Problem to work on ::
The entries that follow need to be printed exactly as they are, minus any pictures.

Data records ::
- Opening Delimiter -

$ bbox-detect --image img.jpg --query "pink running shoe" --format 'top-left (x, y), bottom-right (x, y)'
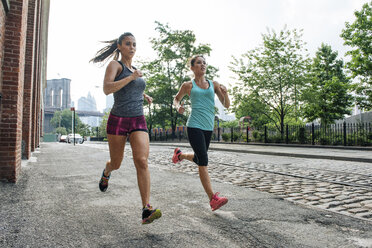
top-left (210, 192), bottom-right (228, 211)
top-left (172, 148), bottom-right (183, 164)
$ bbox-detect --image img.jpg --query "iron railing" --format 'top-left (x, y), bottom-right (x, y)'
top-left (149, 122), bottom-right (372, 146)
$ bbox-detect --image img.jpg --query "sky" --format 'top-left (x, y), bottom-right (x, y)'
top-left (47, 0), bottom-right (368, 112)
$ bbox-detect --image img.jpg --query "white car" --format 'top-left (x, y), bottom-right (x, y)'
top-left (59, 135), bottom-right (67, 143)
top-left (67, 133), bottom-right (84, 144)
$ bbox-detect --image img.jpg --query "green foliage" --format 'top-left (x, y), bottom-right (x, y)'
top-left (229, 91), bottom-right (271, 127)
top-left (55, 127), bottom-right (67, 135)
top-left (341, 1), bottom-right (372, 110)
top-left (219, 120), bottom-right (239, 128)
top-left (220, 132), bottom-right (240, 142)
top-left (268, 134), bottom-right (283, 143)
top-left (252, 130), bottom-right (264, 142)
top-left (301, 44), bottom-right (353, 125)
top-left (50, 109), bottom-right (82, 133)
top-left (231, 132), bottom-right (241, 141)
top-left (230, 28), bottom-right (310, 135)
top-left (50, 109), bottom-right (94, 136)
top-left (76, 122), bottom-right (92, 137)
top-left (98, 109), bottom-right (110, 137)
top-left (221, 133), bottom-right (230, 142)
top-left (141, 21), bottom-right (217, 133)
top-left (298, 127), bottom-right (306, 144)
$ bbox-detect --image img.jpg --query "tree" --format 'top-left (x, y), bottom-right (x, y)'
top-left (98, 109), bottom-right (110, 138)
top-left (341, 1), bottom-right (372, 110)
top-left (229, 91), bottom-right (272, 128)
top-left (141, 21), bottom-right (218, 136)
top-left (50, 109), bottom-right (83, 134)
top-left (301, 44), bottom-right (353, 125)
top-left (55, 127), bottom-right (67, 135)
top-left (230, 28), bottom-right (309, 135)
top-left (77, 122), bottom-right (92, 137)
top-left (220, 119), bottom-right (239, 128)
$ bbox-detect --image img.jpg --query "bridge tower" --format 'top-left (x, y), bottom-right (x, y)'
top-left (43, 78), bottom-right (71, 133)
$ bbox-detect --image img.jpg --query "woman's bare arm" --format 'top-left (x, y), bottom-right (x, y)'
top-left (173, 82), bottom-right (192, 114)
top-left (103, 61), bottom-right (142, 95)
top-left (213, 81), bottom-right (230, 108)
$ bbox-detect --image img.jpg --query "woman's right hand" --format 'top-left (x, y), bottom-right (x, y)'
top-left (178, 103), bottom-right (185, 114)
top-left (131, 69), bottom-right (143, 80)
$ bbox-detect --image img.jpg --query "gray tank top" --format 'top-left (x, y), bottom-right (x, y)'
top-left (110, 61), bottom-right (146, 117)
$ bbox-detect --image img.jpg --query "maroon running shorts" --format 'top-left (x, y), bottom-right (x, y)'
top-left (106, 113), bottom-right (148, 136)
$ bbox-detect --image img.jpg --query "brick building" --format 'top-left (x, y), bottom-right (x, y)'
top-left (0, 0), bottom-right (50, 182)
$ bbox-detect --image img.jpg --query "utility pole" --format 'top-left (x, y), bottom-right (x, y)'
top-left (71, 107), bottom-right (75, 146)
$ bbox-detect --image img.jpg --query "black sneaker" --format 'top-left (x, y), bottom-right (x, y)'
top-left (99, 169), bottom-right (110, 192)
top-left (142, 204), bottom-right (162, 224)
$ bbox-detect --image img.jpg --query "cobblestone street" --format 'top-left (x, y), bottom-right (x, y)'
top-left (146, 145), bottom-right (372, 222)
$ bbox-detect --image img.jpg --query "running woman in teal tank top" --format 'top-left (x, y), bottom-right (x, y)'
top-left (172, 55), bottom-right (231, 211)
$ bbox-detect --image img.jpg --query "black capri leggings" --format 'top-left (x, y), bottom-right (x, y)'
top-left (187, 127), bottom-right (212, 166)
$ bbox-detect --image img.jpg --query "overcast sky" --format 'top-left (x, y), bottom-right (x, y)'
top-left (47, 0), bottom-right (368, 112)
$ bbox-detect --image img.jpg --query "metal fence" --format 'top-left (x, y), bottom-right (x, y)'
top-left (149, 122), bottom-right (372, 146)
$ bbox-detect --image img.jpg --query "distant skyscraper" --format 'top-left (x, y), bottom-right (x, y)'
top-left (78, 92), bottom-right (100, 127)
top-left (78, 92), bottom-right (97, 111)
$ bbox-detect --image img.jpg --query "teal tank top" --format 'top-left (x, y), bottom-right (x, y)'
top-left (186, 79), bottom-right (215, 131)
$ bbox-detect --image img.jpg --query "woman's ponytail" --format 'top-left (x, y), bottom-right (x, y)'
top-left (90, 32), bottom-right (134, 64)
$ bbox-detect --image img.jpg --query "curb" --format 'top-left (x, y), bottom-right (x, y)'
top-left (150, 142), bottom-right (372, 163)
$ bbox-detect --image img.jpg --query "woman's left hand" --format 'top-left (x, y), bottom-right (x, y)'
top-left (144, 94), bottom-right (153, 105)
top-left (220, 84), bottom-right (228, 95)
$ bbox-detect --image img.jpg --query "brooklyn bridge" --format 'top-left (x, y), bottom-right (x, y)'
top-left (44, 78), bottom-right (104, 133)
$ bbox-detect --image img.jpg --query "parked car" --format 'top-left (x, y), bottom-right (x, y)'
top-left (67, 133), bottom-right (84, 144)
top-left (59, 135), bottom-right (67, 143)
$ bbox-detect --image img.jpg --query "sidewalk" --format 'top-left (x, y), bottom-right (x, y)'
top-left (1, 142), bottom-right (372, 248)
top-left (152, 141), bottom-right (372, 163)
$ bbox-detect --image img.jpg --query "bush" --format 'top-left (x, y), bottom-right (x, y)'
top-left (231, 132), bottom-right (241, 141)
top-left (320, 137), bottom-right (330, 145)
top-left (252, 130), bottom-right (264, 142)
top-left (269, 134), bottom-right (283, 143)
top-left (331, 136), bottom-right (343, 146)
top-left (221, 133), bottom-right (230, 142)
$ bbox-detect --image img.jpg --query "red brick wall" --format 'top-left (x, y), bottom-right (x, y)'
top-left (22, 0), bottom-right (36, 159)
top-left (32, 0), bottom-right (41, 151)
top-left (0, 0), bottom-right (29, 182)
top-left (0, 3), bottom-right (7, 180)
top-left (0, 2), bottom-right (7, 90)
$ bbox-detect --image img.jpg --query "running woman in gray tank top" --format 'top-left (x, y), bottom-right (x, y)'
top-left (90, 32), bottom-right (161, 224)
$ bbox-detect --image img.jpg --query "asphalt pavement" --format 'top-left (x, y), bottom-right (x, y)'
top-left (0, 141), bottom-right (372, 248)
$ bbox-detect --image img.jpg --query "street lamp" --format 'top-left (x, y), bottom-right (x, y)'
top-left (70, 107), bottom-right (75, 146)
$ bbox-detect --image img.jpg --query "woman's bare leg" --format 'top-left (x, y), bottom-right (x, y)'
top-left (130, 131), bottom-right (150, 207)
top-left (105, 134), bottom-right (127, 176)
top-left (179, 153), bottom-right (194, 162)
top-left (198, 166), bottom-right (214, 201)
top-left (178, 153), bottom-right (214, 200)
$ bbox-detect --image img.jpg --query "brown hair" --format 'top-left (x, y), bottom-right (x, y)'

- Closing Delimiter -

Exercise response ::
$ bbox-detect --image img.jpg --query "pink running shoe" --format 'top-left (x, y), bottom-right (x, y)'
top-left (210, 192), bottom-right (228, 211)
top-left (172, 148), bottom-right (183, 164)
$ bbox-detect --image img.jpg --query "iron railing" --format 'top-left (x, y), bottom-right (x, y)'
top-left (149, 122), bottom-right (372, 146)
$ bbox-detect --image img.jpg --query "sky" --format 'top-left (x, y), bottom-right (x, y)'
top-left (47, 0), bottom-right (368, 112)
$ bbox-detect --image img.jpg --query "white car" --format 'top-left (x, y), bottom-right (x, y)'
top-left (59, 135), bottom-right (67, 143)
top-left (67, 133), bottom-right (84, 144)
$ bbox-detect --image img.jpg --query "green foliage" --format 'top-left (x, y), bottom-right (x, y)'
top-left (229, 91), bottom-right (271, 127)
top-left (55, 127), bottom-right (67, 135)
top-left (341, 1), bottom-right (372, 110)
top-left (219, 120), bottom-right (239, 128)
top-left (220, 132), bottom-right (240, 142)
top-left (268, 134), bottom-right (283, 143)
top-left (252, 130), bottom-right (264, 142)
top-left (301, 44), bottom-right (353, 125)
top-left (50, 109), bottom-right (82, 133)
top-left (231, 132), bottom-right (241, 141)
top-left (230, 28), bottom-right (310, 135)
top-left (50, 109), bottom-right (94, 136)
top-left (76, 122), bottom-right (92, 137)
top-left (98, 109), bottom-right (110, 137)
top-left (221, 133), bottom-right (230, 142)
top-left (141, 21), bottom-right (217, 133)
top-left (298, 127), bottom-right (306, 144)
$ bbox-detect --image img.jpg --query "tree" --format 'top-left (x, y), bottom-right (x, y)'
top-left (98, 109), bottom-right (110, 138)
top-left (341, 1), bottom-right (372, 110)
top-left (229, 91), bottom-right (272, 128)
top-left (141, 21), bottom-right (218, 136)
top-left (50, 109), bottom-right (83, 134)
top-left (301, 44), bottom-right (353, 125)
top-left (55, 127), bottom-right (67, 135)
top-left (230, 28), bottom-right (309, 135)
top-left (77, 122), bottom-right (92, 137)
top-left (220, 119), bottom-right (239, 128)
$ bbox-detect --image img.jpg --query "bridge tower" --format 'top-left (x, y), bottom-right (x, y)'
top-left (43, 78), bottom-right (71, 133)
$ bbox-detect --image img.jpg --query "woman's bare arm" --format 'top-left (x, y), bottom-right (x, y)'
top-left (173, 82), bottom-right (192, 114)
top-left (103, 61), bottom-right (142, 95)
top-left (213, 81), bottom-right (230, 108)
$ bbox-detect --image img.jpg --query "woman's right hand" --format 'top-left (x, y), bottom-right (x, y)'
top-left (178, 103), bottom-right (185, 114)
top-left (131, 69), bottom-right (143, 80)
$ bbox-detect --image img.jpg --query "gray tank top" --format 'top-left (x, y), bottom-right (x, y)'
top-left (110, 61), bottom-right (146, 117)
$ bbox-detect --image img.jpg --query "maroon running shorts" --format 'top-left (x, y), bottom-right (x, y)'
top-left (106, 113), bottom-right (148, 136)
$ bbox-detect --image img.jpg --query "brick building" --format 'top-left (x, y), bottom-right (x, y)'
top-left (0, 0), bottom-right (50, 182)
$ bbox-detect --image img.jpg --query "utility pole" --format 'top-left (x, y), bottom-right (x, y)'
top-left (71, 107), bottom-right (75, 146)
$ bbox-detect --image img.jpg --query "black sneaker" --format 'top-left (x, y), bottom-right (x, y)'
top-left (99, 169), bottom-right (110, 192)
top-left (142, 204), bottom-right (162, 224)
$ bbox-detect --image img.jpg --query "cobblestone street" --format 'top-left (x, y), bottom-right (x, y)'
top-left (146, 145), bottom-right (372, 222)
$ bbox-detect --image img.jpg --query "running woman in teal tank top" --format 'top-left (x, y), bottom-right (x, y)'
top-left (172, 55), bottom-right (231, 211)
$ bbox-detect --image img.jpg --query "black capri leggings" --format 'top-left (x, y), bottom-right (x, y)'
top-left (187, 127), bottom-right (212, 166)
$ bbox-detect --image img.jpg --query "overcast sky" --format 'top-left (x, y), bottom-right (x, y)'
top-left (47, 0), bottom-right (368, 112)
$ bbox-detect --image img.jpg --query "metal fence" --format 'top-left (x, y), bottom-right (x, y)'
top-left (149, 122), bottom-right (372, 146)
$ bbox-detect --image img.jpg --query "distant skyscraper" --format 'top-left (x, y), bottom-right (x, y)'
top-left (78, 92), bottom-right (100, 127)
top-left (78, 92), bottom-right (97, 111)
$ bbox-detect --image img.jpg --query "teal tank top" --format 'top-left (x, y), bottom-right (x, y)'
top-left (186, 79), bottom-right (215, 131)
$ bbox-detect --image img.jpg --query "woman's ponytail" --format 'top-left (x, y), bottom-right (x, y)'
top-left (90, 32), bottom-right (134, 64)
$ bbox-detect --image img.jpg --query "curb" --format 'top-left (x, y), bottom-right (x, y)'
top-left (150, 142), bottom-right (372, 163)
$ bbox-detect --image img.jpg --query "woman's left hand" --format 'top-left (x, y), bottom-right (x, y)'
top-left (144, 94), bottom-right (153, 105)
top-left (220, 84), bottom-right (228, 95)
$ bbox-detect --image img.jpg --query "brooklyn bridge" --format 'top-left (x, y), bottom-right (x, y)'
top-left (44, 78), bottom-right (104, 133)
$ bbox-detect --image img.jpg --query "parked car" --format 'top-left (x, y), bottom-right (x, y)'
top-left (67, 133), bottom-right (84, 144)
top-left (59, 135), bottom-right (67, 143)
$ bbox-detect --image img.jpg --query "sidewalk" --format 'top-left (x, y), bottom-right (x, y)'
top-left (1, 142), bottom-right (372, 248)
top-left (152, 141), bottom-right (372, 163)
$ bbox-detect --image img.jpg --query "bush" --format 'top-left (x, y), bottom-right (x, y)'
top-left (231, 132), bottom-right (241, 141)
top-left (320, 137), bottom-right (330, 145)
top-left (252, 130), bottom-right (264, 142)
top-left (269, 134), bottom-right (283, 143)
top-left (331, 136), bottom-right (343, 146)
top-left (221, 133), bottom-right (230, 142)
$ bbox-detect --image img.jpg --query "red brick wall" --format 'top-left (x, y), bottom-right (x, y)'
top-left (22, 0), bottom-right (36, 159)
top-left (32, 0), bottom-right (41, 151)
top-left (0, 0), bottom-right (29, 182)
top-left (0, 3), bottom-right (7, 180)
top-left (0, 2), bottom-right (7, 90)
$ bbox-detect --image img.jpg --query "running woman in gray tank top" --format 'top-left (x, y), bottom-right (x, y)'
top-left (90, 32), bottom-right (161, 224)
$ bbox-detect --image img.jpg --query "asphalt pavement" --format 'top-left (x, y), bottom-right (x, y)'
top-left (0, 141), bottom-right (372, 248)
$ bbox-detect --image img.jpg --query "street lamp" --format 'top-left (x, y), bottom-right (x, y)'
top-left (70, 107), bottom-right (75, 146)
$ bbox-detect --image img.jpg --query "woman's bare leg" --format 'top-left (x, y), bottom-right (x, y)'
top-left (130, 131), bottom-right (150, 207)
top-left (105, 134), bottom-right (127, 176)
top-left (179, 153), bottom-right (194, 162)
top-left (198, 166), bottom-right (214, 201)
top-left (178, 153), bottom-right (214, 200)
$ bbox-detect --image img.jpg --query "brown hair" --format 'top-left (x, y), bottom-right (x, y)'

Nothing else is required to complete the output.